▶ 阅读材料
====
图十一 关于芙蓉、浪溪两乡撤乡建镇更名的请示 资料来源:县民政局档案
从这份文件来看,文件中的瀼字,明显是先打出“襄”字,再用笔在蜡纸上另加的“氵”,显示当时四通打字机字库里,没有瀼字。所以,将瀼溪错写为浪溪,是因技术条件所限而取同音字之无奈之举,而非其他原因。还有,瀼字在历次简化字方案中没有被简化,不属于繁体字,不属于地名用字“不用自造字、已简化的繁体字和已淘汰的异体字”原则规范的对象。故将浪溪调整为瀼溪,应该不是是否接受的问题,而是理当如此。
(三)方是湖的正配,应为方湖
张函宇曾有《是方湖,不是芳湖》一文,梳理了方湖和芳湖的使用情况,但没有提出为什么是方湖的依据,只是猜测,“‘方湖’名字的来历,可能是当年湖域属方姓所有,或有其他含意”。
方湖并不是方姓所有,但的确另有他意。这不能不提到前清彭泽乡贤何瑾。何瑾字瑜三,号果园,又号如葊,乾隆甲辰岁贡。县志有传,言“孝事父母,居长兄丧,哭尽哀。与人和蔼,终日正襟危坐,动必循礼。为诸生名噪黉序,务根柢之学于十三经,皆手抄成诵。诸史子集详加评点。著有《四子讲义》《左传类纂》诸书。一时名宿多出其门,胞姪谦士喆皆其所裁成,邑侯高公蟠敬礼之。每商校文艺,亲造其闾,乡闱三荐未售,遂就职训导,赍志以没。”(同治版《彭泽县志》卷之十一《儒林》)
他在《方湖渔唱赋》中写道:“彭蠡之下,大江之隅。水之所凑,汇而为潴。不圆璇以名璧,乃方折而成湖。”开首几句,就很清楚地指出,方湖之得名,乃在于其形,取其九曲方折之意。何瑾,这样一个端方高蹈之人,我相信所写必传承有自,不会无来处。再加上万、康、乾、嘉、同、光等由明而清六朝志书所作文图基本都是用的方湖,以及何瑾、汪国垣等经典作家的使用,方湖之名,才应该是正解。而若继续使用芳湖之名,则必然割裂与古志、经典文本和经典作家的血脉联系,失去了方湖这一名称所蕴涵的人文地理信息。
====
▶ 数据部分

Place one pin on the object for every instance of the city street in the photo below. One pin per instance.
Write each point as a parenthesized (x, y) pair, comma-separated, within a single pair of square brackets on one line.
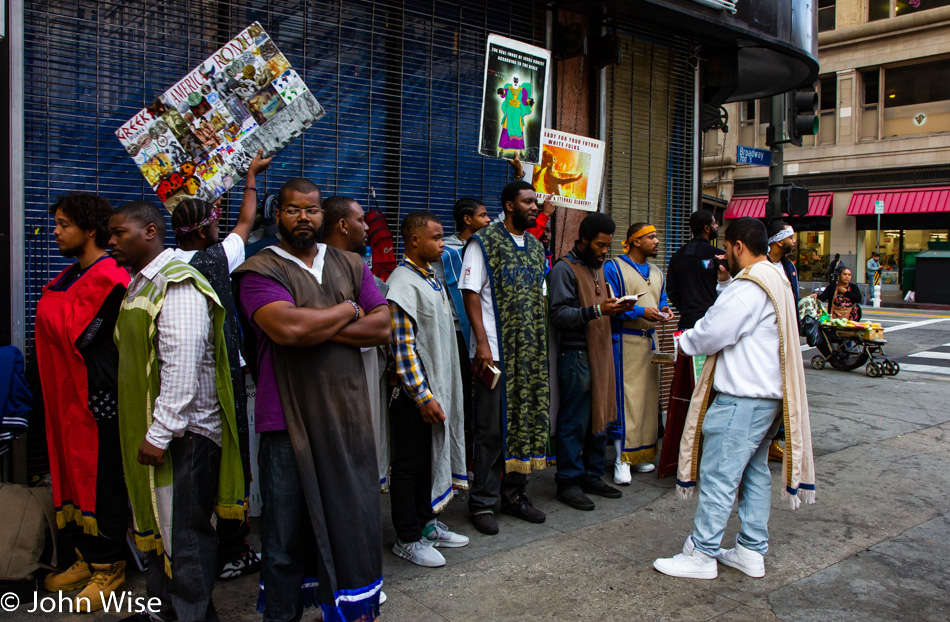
[(872, 547)]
====
▶ 任务目标
[a] 请输出关于瀼溪、方湖地名的文字中以“(三)方是湖的正配,应为方湖”开头、以“一名称所蕴涵的人文地理信息。”结尾的那一段，一字不改。
[b] 请接续关于瀼溪、方湖地名考证的那段文字，从它结束处往下写。

▶ 参考答案
[a]
(三)方是湖的正配,应为方湖
张函宇曾有《是方湖,不是芳湖》一文,梳理了方湖和芳湖的使用情况,但没有提出为什么是方湖的依据,只是猜测,“‘方湖’名字的来历,可能是当年湖域属方姓所有,或有其他含意”。
方湖并不是方姓所有,但的确另有他意。这不能不提到前清彭泽乡贤何瑾。何瑾字瑜三,号果园,又号如葊,乾隆甲辰岁贡。县志有传,言“孝事父母,居长兄丧,哭尽哀。与人和蔼,终日正襟危坐,动必循礼。为诸生名噪黉序,务根柢之学于十三经,皆手抄成诵。诸史子集详加评点。著有《四子讲义》《左传类纂》诸书。一时名宿多出其门,胞姪谦士喆皆其所裁成,邑侯高公蟠敬礼之。每商校文艺,亲造其闾,乡闱三荐未售,遂就职训导,赍志以没。”(同治版《彭泽县志》卷之十一《儒林》)
他在《方湖渔唱赋》中写道:“彭蠡之下,大江之隅。水之所凑,汇而为潴。不圆璇以名璧,乃方折而成湖。”开首几句,就很清楚地指出,方湖之得名,乃在于其形,取其九曲方折之意。何瑾,这样一个端方高蹈之人,我相信所写必传承有自,不会无来处。再加上万、康、乾、嘉、同、光等由明而清六朝志书所作文图基本都是用的方湖,以及何瑾、汪国垣等经典作家的使用,方湖之名,才应该是正解。而若继续使用芳湖之名,则必然割裂与古志、经典文本和经典作家的血脉联系,失去了方湖这一名称所蕴涵的人文地理信息。

[b]
(四)畈是大的正配,应为大畈
坂,读作bǎn,最早见于《竹书纪年辑证》《国语》,有“蒲坂关”“蒲坂”之名,是先秦文献中仅有的两个用例,指虞舜都城之所在。这时的“坂”,与更早出现、使用更频繁的“阪”通用。魏晋以至于明清,文献中坂字开始大量使用。自先秦以至于今,坂的语义一直是山坂,斜坡,稳定没有变化。
畈,读作fàn,目前尚未查到具体创制于哪个历史时期。《辞海》载:“畈,成片的田;平畴。如田畈。”这个字,带有浓烈的农耕文明气息,如“吃了年饭,望着田畈,人勤地不瘦”“畈田要深耕,稻谷才丰盈”“春天畈上绿油油,秋天稻谷黄澄澄”“畈田如绣花,细心才出好庄稼”“畈田不怕水,只怕旱来急”“吃过清明饭,天晴落雨要出畈”等农谚,显示“畈”这个概念在农业生产生活中曾经发挥的重要作用。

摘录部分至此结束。